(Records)
--
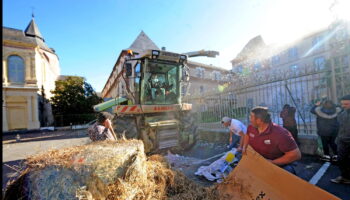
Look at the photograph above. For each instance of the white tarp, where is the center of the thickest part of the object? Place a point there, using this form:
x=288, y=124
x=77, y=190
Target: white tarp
x=213, y=171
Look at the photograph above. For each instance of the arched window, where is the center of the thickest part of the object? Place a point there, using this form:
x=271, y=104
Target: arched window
x=15, y=69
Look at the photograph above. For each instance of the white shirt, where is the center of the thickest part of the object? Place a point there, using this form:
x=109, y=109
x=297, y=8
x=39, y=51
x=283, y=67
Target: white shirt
x=237, y=126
--
WHAT IS EXPECTED: Copy every line of the items above word for word, omitting the pictures.

RESULT OF THIS EXERCISE:
Look at the photograph above. For each instance of the white tarp, where is the center of the thickest part of the object? Place a point there, using this form:
x=288, y=124
x=77, y=190
Target: white tarp
x=213, y=171
Look at the photograph above. For each instance of the arched window, where is the center of the thickest part of the object? Place a point there, using this form:
x=271, y=104
Target: arched window
x=15, y=69
Look at the photograph above. For each instance of the white shirt, where is the center of the thickest part of the object? Place a point there, using this form:
x=109, y=109
x=297, y=8
x=39, y=51
x=283, y=67
Target: white shirt
x=237, y=126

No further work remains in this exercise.